Using len(some_object) returns the number of _top-level_ items contained in the object being queried.

Syntax
len(iterable)
Example
>> my_list = [0,4,5,2,3,4,5]
>> len(my_list)
7

>> my_string = 'abcdef'
>> len(my_string)
6

List Comprehensions 

Convenient ways to generate or extract information from lists.

Syntax
[variable for variable in iterable condition]
[variable for variable in iterable]
Example
>> x_list = [1,2,3,4,5,6,7]
>> even_list = [num for num in x_list if (num % 2 == 0)]
>> even_list
[2,4,6]

>> m_list = ['AB', 'AC', 'DA', 'FG', 'LB']
>> A_list = [duo for duo in m_list if ('A' in duo)]
>> A_list
['AB', 'AC', 'DA']

Lists 

A Python data type that holds an ordered collection of values, which can be of any type. Lists are Python’s ordered mutable data type. Unlike tuples, lists can be modified in-place.

◆ Work to do ◆
(1) According to the Python reference excerpt, what can lists do that tuples cannot?
(2) Write out the Python reference excerpt from "A Python data" up to and including "be modified in-place.", changing "tuples" to "strings".
The items after the excerpt play no part in this.

◆ Data section ◆
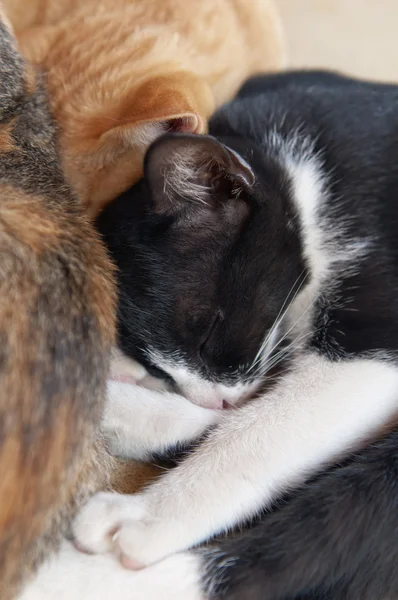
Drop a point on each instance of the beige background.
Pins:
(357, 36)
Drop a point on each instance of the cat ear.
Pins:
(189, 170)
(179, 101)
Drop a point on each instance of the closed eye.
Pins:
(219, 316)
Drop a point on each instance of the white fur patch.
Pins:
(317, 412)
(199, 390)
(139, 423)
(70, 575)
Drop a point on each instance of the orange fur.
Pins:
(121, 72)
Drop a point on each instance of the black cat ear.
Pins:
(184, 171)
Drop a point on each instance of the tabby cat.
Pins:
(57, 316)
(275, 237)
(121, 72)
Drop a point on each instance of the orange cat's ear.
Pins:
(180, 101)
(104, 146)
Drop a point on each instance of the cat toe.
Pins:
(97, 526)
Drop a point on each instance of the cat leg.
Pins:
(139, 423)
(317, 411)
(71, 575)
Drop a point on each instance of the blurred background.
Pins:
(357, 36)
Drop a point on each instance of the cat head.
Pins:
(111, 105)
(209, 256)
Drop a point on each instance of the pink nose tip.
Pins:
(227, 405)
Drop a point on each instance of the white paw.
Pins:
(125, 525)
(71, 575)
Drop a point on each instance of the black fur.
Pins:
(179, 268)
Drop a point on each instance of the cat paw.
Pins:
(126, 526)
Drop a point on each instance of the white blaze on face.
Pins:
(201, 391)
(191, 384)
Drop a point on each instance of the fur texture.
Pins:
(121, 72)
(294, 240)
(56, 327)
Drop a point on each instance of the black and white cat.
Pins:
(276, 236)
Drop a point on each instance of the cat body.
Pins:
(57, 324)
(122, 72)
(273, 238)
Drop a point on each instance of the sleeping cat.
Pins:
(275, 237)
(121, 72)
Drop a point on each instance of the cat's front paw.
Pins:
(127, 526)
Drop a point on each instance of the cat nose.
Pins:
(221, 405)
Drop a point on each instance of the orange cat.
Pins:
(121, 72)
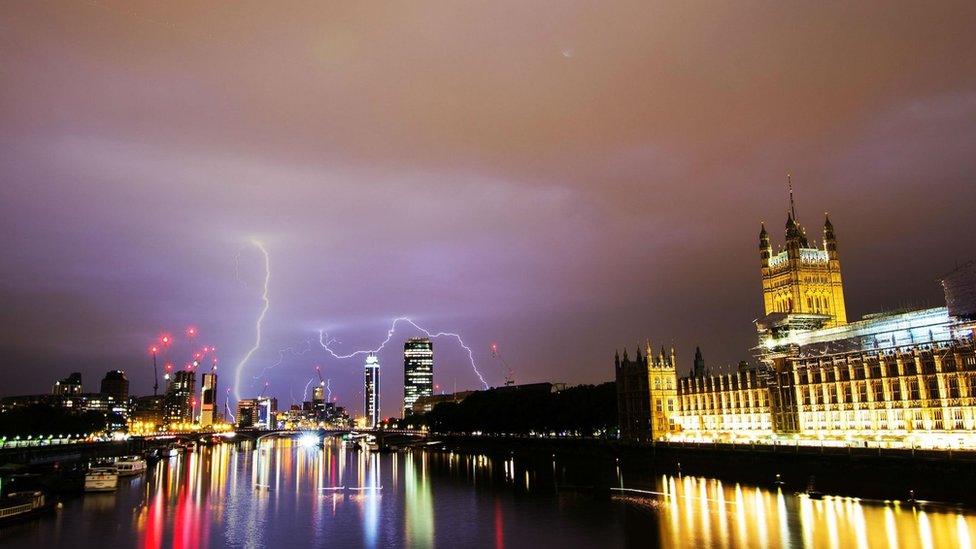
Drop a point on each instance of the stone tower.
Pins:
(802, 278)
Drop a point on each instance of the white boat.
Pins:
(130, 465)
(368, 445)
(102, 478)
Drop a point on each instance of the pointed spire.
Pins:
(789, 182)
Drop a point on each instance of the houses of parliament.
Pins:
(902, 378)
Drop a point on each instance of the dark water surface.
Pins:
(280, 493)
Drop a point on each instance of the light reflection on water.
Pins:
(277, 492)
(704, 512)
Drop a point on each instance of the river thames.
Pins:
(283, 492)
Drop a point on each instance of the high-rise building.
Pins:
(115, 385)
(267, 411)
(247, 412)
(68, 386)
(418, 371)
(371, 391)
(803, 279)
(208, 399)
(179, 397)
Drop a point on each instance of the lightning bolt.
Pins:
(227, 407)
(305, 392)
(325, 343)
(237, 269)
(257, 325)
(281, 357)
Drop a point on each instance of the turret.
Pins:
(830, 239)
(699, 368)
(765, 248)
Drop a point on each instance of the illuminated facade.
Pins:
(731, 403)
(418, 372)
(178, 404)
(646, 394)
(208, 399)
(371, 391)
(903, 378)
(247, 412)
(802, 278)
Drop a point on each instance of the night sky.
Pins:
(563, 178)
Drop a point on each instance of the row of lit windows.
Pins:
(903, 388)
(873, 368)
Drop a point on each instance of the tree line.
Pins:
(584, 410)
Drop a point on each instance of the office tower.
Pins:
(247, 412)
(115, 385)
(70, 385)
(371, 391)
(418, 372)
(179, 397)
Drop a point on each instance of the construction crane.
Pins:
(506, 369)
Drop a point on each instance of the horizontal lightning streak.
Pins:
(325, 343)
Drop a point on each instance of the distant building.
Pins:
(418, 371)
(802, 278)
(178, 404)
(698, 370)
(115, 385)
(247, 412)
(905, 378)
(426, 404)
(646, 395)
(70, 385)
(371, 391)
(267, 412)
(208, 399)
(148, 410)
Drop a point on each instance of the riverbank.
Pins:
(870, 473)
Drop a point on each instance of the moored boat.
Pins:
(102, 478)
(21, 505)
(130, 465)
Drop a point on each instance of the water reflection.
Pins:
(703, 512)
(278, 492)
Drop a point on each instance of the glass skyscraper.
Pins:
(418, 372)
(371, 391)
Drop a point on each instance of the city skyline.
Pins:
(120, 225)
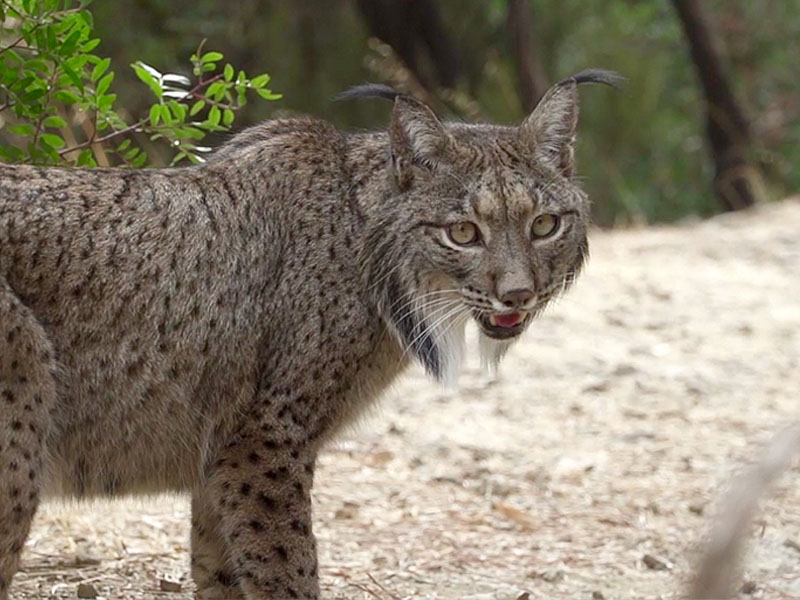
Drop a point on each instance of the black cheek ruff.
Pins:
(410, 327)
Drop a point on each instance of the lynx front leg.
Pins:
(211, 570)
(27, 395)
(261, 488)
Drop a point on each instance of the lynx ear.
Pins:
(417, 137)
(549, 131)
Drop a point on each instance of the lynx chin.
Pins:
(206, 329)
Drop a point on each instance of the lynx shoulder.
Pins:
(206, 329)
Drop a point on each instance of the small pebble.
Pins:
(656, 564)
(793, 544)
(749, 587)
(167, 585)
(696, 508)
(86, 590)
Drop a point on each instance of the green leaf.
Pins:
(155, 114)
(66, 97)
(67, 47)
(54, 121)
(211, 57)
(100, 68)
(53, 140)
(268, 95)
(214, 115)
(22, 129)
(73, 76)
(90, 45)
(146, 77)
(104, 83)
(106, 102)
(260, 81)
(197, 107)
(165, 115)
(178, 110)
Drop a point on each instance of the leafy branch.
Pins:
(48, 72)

◆ The answers ◆
(1) Lists can be modified in-place.

(2)
A Python data type that holds an ordered collection of values, which can be of any type. Lists are Python’s ordered mutable data type. Unlike strings, lists can be modified in-place.